- Objective: Pick out each line below that contains the word "blue", and copy those lines.

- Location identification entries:
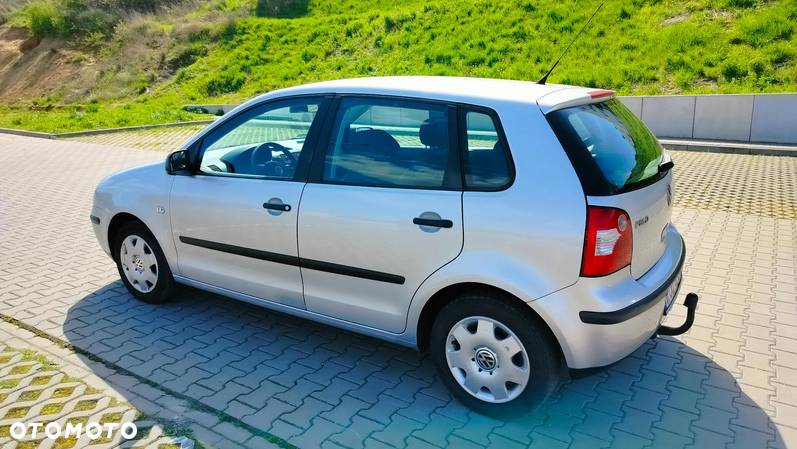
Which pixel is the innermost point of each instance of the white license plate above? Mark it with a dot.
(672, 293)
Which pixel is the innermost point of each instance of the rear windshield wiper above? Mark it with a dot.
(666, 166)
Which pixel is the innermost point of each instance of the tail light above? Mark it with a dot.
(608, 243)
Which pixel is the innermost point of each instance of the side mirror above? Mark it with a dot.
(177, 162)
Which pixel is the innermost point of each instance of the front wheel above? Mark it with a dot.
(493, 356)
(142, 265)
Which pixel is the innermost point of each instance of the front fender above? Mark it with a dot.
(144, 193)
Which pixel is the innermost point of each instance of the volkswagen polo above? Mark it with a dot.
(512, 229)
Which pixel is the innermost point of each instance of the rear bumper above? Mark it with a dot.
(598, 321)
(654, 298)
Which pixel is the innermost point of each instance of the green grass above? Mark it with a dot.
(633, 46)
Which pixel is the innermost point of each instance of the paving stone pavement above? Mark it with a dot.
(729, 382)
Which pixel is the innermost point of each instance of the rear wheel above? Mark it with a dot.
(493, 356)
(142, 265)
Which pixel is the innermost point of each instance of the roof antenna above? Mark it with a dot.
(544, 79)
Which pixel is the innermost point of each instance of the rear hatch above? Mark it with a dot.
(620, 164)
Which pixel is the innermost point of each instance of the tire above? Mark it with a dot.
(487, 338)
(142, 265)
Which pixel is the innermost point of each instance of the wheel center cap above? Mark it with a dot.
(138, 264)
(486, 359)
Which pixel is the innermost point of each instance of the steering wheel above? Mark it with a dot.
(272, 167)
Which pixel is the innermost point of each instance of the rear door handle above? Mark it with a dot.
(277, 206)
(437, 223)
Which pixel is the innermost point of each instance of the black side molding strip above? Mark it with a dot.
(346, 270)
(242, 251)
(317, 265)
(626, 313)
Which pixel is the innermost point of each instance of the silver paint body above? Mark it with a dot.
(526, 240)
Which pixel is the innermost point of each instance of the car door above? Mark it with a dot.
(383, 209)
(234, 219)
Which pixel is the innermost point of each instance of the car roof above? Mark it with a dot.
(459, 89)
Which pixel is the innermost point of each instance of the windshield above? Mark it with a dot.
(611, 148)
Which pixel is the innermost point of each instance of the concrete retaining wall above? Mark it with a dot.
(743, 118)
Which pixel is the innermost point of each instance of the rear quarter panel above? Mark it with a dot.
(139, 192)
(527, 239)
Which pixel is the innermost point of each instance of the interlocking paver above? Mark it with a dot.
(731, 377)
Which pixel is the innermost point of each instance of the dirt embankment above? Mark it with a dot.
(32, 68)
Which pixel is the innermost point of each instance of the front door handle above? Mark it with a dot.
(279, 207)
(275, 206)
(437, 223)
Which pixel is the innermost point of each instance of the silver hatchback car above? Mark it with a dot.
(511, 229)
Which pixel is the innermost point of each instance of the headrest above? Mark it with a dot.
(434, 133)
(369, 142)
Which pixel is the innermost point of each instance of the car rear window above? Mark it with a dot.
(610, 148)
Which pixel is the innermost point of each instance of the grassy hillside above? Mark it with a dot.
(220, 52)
...
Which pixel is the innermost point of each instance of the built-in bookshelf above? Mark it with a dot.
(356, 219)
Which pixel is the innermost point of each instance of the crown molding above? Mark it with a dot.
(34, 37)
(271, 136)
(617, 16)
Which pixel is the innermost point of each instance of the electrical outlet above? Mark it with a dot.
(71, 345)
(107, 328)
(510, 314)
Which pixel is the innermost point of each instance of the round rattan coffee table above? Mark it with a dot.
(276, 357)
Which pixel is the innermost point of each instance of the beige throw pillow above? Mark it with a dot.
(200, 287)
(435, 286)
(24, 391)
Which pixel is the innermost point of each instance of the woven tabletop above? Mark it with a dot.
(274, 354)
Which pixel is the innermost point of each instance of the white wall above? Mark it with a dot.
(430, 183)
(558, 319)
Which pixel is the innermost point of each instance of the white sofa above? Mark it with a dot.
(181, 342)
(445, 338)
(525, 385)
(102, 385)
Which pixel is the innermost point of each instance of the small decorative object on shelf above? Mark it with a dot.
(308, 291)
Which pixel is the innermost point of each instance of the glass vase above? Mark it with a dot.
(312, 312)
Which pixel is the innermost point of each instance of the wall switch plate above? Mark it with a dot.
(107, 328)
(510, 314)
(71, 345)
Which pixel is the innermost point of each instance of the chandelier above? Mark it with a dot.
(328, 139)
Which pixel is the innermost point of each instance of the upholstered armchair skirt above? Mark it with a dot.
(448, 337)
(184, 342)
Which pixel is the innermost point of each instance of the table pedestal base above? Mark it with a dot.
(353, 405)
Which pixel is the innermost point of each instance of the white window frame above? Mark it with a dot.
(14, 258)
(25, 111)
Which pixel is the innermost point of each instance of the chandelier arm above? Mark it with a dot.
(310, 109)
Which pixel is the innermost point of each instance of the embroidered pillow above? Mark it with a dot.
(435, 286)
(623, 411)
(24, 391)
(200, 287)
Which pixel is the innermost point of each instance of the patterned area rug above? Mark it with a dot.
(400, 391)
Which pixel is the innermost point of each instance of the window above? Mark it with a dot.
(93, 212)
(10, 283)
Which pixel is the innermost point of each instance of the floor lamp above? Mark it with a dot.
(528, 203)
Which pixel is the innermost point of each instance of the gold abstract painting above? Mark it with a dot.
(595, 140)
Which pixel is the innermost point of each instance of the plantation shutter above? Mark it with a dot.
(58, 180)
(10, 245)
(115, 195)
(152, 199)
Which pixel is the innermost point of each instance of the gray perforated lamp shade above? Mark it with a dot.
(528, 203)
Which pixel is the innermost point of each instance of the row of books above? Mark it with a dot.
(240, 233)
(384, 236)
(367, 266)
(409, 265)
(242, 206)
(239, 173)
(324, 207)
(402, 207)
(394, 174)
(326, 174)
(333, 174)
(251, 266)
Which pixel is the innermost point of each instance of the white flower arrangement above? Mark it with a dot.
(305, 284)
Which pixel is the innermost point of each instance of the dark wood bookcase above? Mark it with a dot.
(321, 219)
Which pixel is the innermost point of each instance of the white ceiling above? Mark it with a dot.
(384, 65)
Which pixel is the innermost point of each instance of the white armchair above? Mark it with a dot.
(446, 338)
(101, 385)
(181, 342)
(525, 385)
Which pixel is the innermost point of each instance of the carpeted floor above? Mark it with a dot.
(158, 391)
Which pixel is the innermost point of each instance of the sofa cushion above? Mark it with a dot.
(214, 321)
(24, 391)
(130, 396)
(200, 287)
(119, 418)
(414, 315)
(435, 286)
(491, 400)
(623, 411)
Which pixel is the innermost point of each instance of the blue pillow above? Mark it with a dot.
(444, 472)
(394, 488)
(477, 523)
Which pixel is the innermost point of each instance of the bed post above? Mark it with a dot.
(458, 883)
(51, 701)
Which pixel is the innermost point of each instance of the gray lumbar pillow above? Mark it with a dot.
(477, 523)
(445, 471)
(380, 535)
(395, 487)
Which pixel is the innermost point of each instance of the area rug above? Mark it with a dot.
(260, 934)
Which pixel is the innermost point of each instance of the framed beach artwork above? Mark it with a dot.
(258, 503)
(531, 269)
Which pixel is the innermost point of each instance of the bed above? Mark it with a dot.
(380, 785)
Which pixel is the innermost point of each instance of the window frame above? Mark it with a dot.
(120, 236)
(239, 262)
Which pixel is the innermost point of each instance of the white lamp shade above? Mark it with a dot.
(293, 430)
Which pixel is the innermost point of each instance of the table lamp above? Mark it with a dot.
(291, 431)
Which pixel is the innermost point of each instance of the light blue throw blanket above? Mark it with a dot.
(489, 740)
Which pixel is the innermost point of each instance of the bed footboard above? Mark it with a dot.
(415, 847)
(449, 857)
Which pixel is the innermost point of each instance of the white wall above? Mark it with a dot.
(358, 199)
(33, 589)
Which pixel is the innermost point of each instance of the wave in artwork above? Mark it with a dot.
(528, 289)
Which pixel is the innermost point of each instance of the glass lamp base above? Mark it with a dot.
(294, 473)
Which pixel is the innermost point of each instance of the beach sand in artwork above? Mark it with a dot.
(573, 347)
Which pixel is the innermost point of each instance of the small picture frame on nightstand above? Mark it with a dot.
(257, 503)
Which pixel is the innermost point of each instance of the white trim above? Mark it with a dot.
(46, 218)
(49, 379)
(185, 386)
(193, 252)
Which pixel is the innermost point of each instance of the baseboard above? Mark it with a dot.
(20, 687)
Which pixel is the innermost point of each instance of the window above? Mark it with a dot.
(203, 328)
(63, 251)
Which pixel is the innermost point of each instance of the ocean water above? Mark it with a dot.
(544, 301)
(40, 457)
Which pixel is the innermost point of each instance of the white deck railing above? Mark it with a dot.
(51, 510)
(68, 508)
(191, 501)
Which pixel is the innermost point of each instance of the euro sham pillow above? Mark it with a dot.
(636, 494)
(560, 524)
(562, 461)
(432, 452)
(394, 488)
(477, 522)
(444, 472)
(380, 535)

- Reply:
Which pixel is the innermost point of each instance of the blue pillow above? Mark it with a dot.
Which pixel is the innermost point of each instance of the light blue throw blanket above? Mark it with a dot.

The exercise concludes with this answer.